Work request 1:
Answer these about the review of The Ministry of Utmost Happiness:
(a) Where does the book begin and end?
(b) Which character does the review say has "some extra meat"?
(c) What three things are marked "Check" on the checklist?
Work request 2: Please reproduce a passage from the review of The Ministry of Utmost Happiness word for word, starting at the words "In The Ministry..., the" and stopping after "purely literary one.".
Work request 3: Resume the review of The Ministry of Utmost Happiness after its final sentence and keep writing in the same manner.

[Reading passage — start]

Perhaps that is the problem with The Ministry of Utmost Happiness.

Despite a handful of shining characters running through the length and breadth of the novel, the bigger story, however, seems sadly unidimensional. Kashmir is pretty much all there is to it.

In The Ministry..., the activist wields the thought and the writer only the pen. And this is a burden Roy has chosen to shoulder. Despite the beauty of the words that appear, the story feels like a forced attempt to mark off the how-to-be-a-good-activist checklist.

Hijras and the bane of the other sex. Check.

Maoists. Check.

Kashmir. Check, check and check.

This is also where we agree whole-heartedly with many reviews of the novel that find fault with it for being more of an activist handbook rather than a purely literary one.

Roy plays with subtleties, and she plays deftly. The book begins and ends in a graveyard, which feels perfect. The story of a country simmering with hate in certain parts, packed in with earth and dead flowers between the front and the back cover.

The characters are light, in fact, they're sometimes far too simple. Anjum the hijra, Tilo the architect-turned-activist, Musa the militant, Amrik Singh the 'Butcher of Kashmir'...the list goes on. They flit in and flit out with thoughts and feelings that develop around predictable trajectories and remain like scratches on the grave rather than an engraving. 

Others like Zainab, Saddam Hussain, Naga, and Dr Azad Bhartiya are strictly one-dimensional.

The only character with some extra meat is Biplab Dasgupta. But, as he tells himself – “Boys who've lost one eye are back on the street, prepared to risk the other. What do you do with that kind of fury?” – you know you have lost him to the predictability as well.

The Ministry... haunts you because you wish, deep in your bones, that there was something more. Something else you could sink your teeth into and ruminate on as the blood floods your mouth. Something else, something besides Roy's pet issues.

But then you are torn as well. What if this constant reiteration of India's festering wounds – the rapes and the riots, the fires and the pellet guns, those innumerable graves in the Valley and in the forests of Bastar – is about something else entirely?

What if it is about stripping the stories down to their bare minimum, and throwing the facts in your face like those bodies are thrown in the fire or the grave?

What if it is to batter you into numbness with the horrors, so that when you come to your senses, the trauma is ingrained you. Much like Anjum's botched up sex-change operation.

[Reading passage — finish]
[Data supplied — start]

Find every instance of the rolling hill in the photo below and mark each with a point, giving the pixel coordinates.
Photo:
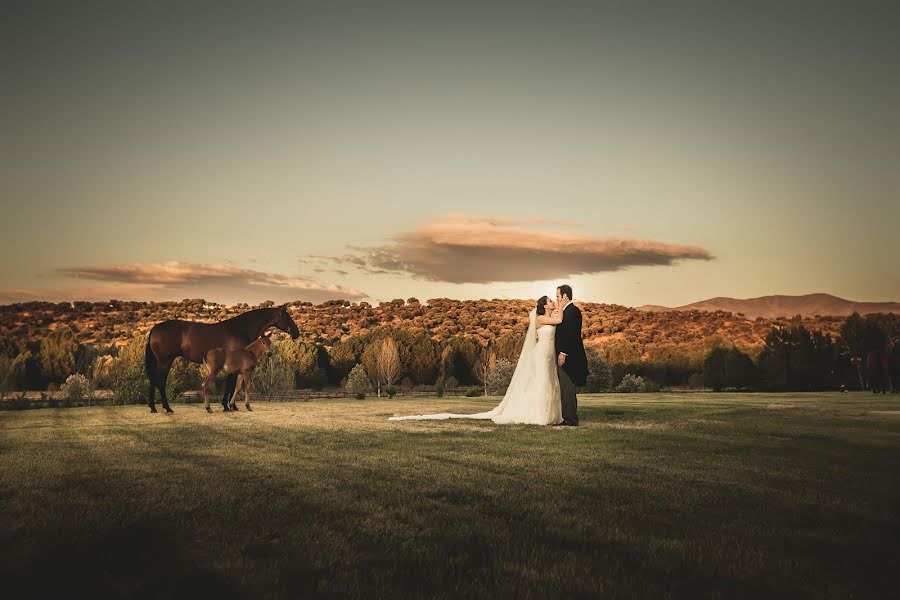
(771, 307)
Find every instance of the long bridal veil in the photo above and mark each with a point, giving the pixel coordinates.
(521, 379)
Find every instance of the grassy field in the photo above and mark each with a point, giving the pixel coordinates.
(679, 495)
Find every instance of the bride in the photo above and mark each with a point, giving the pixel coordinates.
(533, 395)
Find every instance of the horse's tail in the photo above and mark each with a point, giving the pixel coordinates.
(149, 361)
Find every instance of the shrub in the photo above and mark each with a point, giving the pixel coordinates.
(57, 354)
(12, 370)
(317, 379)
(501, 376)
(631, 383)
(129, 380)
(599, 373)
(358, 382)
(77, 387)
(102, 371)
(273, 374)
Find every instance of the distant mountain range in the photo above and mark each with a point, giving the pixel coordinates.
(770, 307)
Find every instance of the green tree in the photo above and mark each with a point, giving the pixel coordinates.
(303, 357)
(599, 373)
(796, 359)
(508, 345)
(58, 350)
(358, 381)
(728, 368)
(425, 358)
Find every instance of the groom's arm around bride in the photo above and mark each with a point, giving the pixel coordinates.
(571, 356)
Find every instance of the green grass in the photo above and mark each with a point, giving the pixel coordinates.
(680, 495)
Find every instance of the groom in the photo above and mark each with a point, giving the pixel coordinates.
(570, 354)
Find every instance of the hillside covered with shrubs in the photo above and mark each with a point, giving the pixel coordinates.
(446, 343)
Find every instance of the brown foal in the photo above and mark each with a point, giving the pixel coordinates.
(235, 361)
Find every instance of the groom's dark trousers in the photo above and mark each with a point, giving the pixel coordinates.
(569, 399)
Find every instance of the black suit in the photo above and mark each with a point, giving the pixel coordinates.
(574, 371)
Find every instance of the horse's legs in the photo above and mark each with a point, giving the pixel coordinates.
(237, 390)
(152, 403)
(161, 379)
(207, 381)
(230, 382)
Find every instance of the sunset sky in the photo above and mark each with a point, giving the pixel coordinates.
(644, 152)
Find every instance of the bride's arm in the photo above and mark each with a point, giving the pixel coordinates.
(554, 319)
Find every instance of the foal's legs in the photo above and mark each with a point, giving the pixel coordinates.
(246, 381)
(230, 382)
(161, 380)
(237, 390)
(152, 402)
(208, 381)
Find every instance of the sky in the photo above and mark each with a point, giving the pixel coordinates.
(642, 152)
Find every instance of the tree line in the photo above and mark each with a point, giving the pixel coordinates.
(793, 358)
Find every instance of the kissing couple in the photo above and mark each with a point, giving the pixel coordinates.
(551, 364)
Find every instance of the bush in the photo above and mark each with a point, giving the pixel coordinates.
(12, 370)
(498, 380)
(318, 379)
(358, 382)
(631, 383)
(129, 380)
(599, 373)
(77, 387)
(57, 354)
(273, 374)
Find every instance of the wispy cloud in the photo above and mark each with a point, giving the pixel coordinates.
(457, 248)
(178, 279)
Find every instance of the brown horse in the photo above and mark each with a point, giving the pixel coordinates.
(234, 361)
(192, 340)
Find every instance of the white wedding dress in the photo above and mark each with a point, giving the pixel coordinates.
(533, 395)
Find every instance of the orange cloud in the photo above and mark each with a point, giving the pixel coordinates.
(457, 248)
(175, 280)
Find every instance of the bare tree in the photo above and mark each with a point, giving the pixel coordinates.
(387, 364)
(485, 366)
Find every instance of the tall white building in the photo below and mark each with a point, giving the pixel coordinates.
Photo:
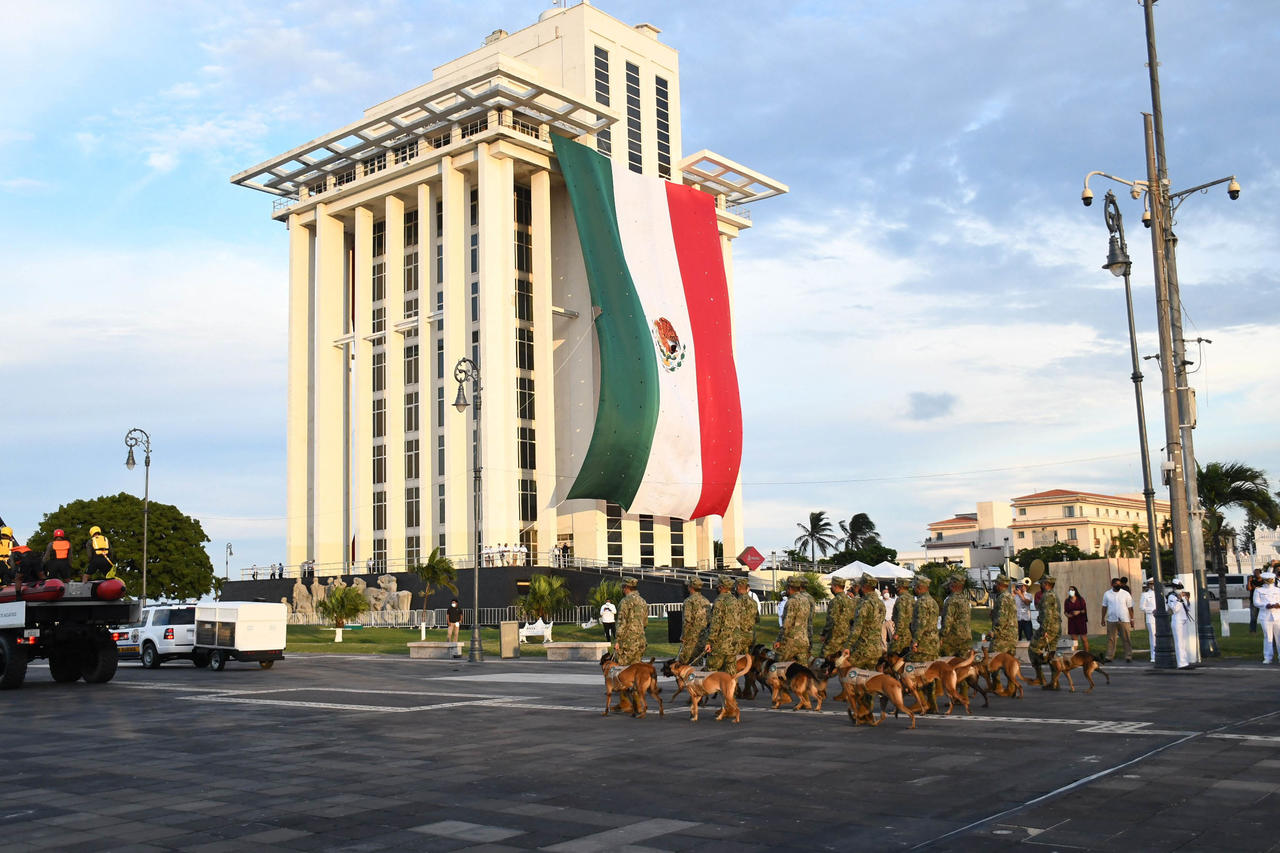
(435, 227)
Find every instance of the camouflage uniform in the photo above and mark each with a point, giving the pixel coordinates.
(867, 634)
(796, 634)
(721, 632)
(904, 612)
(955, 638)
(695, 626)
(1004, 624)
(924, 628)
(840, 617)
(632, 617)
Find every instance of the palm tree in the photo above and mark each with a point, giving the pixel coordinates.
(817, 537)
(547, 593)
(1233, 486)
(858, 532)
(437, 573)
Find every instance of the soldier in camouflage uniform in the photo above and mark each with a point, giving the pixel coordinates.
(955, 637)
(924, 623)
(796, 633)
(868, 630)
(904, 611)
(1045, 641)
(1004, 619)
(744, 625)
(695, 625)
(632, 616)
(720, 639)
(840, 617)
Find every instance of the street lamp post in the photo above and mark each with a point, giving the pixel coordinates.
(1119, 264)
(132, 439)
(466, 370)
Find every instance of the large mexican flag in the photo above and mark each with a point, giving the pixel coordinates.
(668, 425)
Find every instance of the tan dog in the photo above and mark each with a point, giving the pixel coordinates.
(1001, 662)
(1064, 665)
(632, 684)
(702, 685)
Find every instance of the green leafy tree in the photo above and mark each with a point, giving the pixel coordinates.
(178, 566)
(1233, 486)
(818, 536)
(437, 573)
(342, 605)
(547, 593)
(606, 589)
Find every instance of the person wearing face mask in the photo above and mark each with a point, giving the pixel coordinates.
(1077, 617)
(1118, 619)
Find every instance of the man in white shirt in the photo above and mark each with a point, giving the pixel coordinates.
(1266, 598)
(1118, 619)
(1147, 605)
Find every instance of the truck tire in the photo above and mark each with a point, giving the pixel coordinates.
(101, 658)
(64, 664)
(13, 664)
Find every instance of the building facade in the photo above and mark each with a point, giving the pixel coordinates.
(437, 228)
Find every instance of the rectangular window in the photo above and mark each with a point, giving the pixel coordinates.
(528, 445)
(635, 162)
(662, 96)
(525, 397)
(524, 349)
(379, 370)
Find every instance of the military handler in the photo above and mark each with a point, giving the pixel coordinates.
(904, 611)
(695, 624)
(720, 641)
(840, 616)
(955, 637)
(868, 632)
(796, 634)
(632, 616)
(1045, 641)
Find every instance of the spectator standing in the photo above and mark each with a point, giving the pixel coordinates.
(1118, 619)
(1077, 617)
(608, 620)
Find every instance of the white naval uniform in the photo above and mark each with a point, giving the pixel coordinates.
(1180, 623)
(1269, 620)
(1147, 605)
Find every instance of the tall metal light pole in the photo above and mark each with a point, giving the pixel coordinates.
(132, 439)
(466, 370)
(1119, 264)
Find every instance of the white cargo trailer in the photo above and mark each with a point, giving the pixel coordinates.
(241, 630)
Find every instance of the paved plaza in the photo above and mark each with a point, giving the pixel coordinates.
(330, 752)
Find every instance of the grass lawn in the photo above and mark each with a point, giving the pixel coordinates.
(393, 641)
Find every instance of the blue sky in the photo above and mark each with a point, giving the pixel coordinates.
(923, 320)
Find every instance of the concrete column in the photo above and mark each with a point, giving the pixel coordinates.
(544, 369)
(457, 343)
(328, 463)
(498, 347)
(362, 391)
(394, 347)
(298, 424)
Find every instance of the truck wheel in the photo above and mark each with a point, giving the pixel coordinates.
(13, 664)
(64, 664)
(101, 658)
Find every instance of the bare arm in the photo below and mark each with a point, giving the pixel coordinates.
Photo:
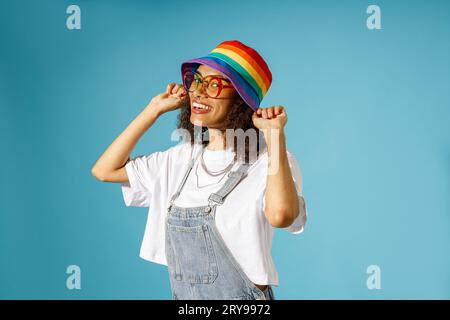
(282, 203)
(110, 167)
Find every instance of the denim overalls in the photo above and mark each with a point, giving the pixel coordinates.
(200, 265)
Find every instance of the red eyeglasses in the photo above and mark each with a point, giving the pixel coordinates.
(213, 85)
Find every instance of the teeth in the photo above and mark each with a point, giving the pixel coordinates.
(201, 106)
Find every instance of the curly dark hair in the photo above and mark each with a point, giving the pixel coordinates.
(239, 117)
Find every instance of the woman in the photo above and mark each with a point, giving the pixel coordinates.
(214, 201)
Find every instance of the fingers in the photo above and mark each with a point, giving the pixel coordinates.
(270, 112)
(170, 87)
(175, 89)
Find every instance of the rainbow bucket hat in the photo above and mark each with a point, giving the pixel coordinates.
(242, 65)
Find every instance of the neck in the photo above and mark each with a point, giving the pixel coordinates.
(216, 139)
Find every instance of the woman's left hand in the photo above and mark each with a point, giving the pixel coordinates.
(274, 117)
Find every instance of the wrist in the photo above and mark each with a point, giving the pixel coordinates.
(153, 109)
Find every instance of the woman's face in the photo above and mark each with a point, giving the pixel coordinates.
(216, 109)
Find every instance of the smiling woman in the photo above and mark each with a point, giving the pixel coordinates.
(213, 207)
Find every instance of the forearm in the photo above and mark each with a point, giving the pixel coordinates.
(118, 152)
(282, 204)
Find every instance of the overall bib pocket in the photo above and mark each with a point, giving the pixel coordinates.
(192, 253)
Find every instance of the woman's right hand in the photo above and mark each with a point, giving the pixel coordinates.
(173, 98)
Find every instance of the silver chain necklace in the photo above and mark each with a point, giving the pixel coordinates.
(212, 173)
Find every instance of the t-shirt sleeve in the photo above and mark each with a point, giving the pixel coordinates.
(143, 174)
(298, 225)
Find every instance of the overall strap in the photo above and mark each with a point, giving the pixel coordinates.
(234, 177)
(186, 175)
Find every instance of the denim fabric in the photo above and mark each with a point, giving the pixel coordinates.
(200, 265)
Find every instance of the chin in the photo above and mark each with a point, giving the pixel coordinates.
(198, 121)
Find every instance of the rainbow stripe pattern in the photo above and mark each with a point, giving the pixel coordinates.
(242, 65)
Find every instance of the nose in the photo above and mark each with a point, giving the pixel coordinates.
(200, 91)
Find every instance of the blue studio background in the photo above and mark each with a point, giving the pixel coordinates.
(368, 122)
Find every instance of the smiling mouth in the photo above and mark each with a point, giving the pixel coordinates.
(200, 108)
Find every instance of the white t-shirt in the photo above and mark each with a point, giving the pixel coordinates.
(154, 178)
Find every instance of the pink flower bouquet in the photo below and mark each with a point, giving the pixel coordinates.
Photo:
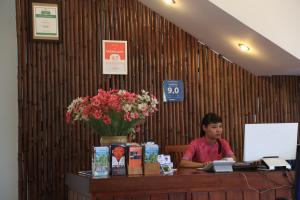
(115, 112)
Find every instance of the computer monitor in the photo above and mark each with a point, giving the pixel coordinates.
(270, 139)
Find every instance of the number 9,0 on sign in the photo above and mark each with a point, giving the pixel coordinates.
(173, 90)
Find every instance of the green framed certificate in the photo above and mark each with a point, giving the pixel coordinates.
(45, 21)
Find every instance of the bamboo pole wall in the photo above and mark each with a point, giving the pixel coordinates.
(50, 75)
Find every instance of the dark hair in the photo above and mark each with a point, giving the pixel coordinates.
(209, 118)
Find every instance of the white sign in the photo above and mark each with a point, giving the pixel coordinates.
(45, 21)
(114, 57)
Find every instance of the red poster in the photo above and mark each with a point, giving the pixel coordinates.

[Data supplied — finish]

Written response 1:
(a) In a graveyard.
(b) Biplab Dasgupta.
(c) Hijras and the bane of the other sex, Maoists, and Kashmir.

Written response 2:
In The Ministry..., the activist wields the thought and the writer only the pen. And this is a burden Roy has chosen to shoulder. Despite the beauty of the words that appear, the story feels like a forced attempt to mark off the how-to-be-a-good-activist checklist.

Hijras and the bane of the other sex. Check.

Maoists. Check.

Kashmir. Check, check and check.

This is also where we agree whole-heartedly with many reviews of the novel that find fault with it for being more of an activist handbook rather than a purely literary one.

Written response 3:
“The surgery was difficult, the recovery even more so, but in the end it came as a relief. Anjum felt as though a fog had lifted from her blood and she could finally think clearly. Dr Mukhtar's vagina, however, turned out to be a scam.”

You can no longer undo it. You no longer know which side to pick, you are exhausted, but you know which side the scales tilt. Uncomfortably.

Perhaps this is what Roy wanted to do.

If this was Roy's intention then The Ministry... hits strikes an obscure but disturbing chord.

“One day Kashmir will make India self-destruct in the same way. You may have blinded all of us, every one of us, with your pellet guns by then. But you will still have eyes to see what you have done to us. You're not destroying us. You are constructing us. It's yourselves that you are destroying. Khuda Hafiz...”

And this is one area that The Ministry... aces. The language.

It is faultless. It flows like magic over the rough, shoddy terrains of the country, narrating horrors in charming sentences. Take this for example:

“...she had learned from experience that Need was a warehouse that could accommodate a considerable amount of cruelty.”

With the story of India traced to the point of Gujarat's Lalla, ruling with his saffron parakeets as the chamars revolt, the pellets blind, and mutton in the fridge kill. The Ministry... lives on like the malls built on graves. 

Should you read this book?

 

Someone had asked me if he should read the book, and if he could underline favourite sentences like he does with most books he reads – yes, I had said, you can probably underline the whole book. But that is only to be expected from a writer of Roy's calibre.

The real test of The Ministry..., though, was always going to be the story. And, on this front, there's not much besides some loose kite strings, tangled in mid-air, accidentally strangling a crow.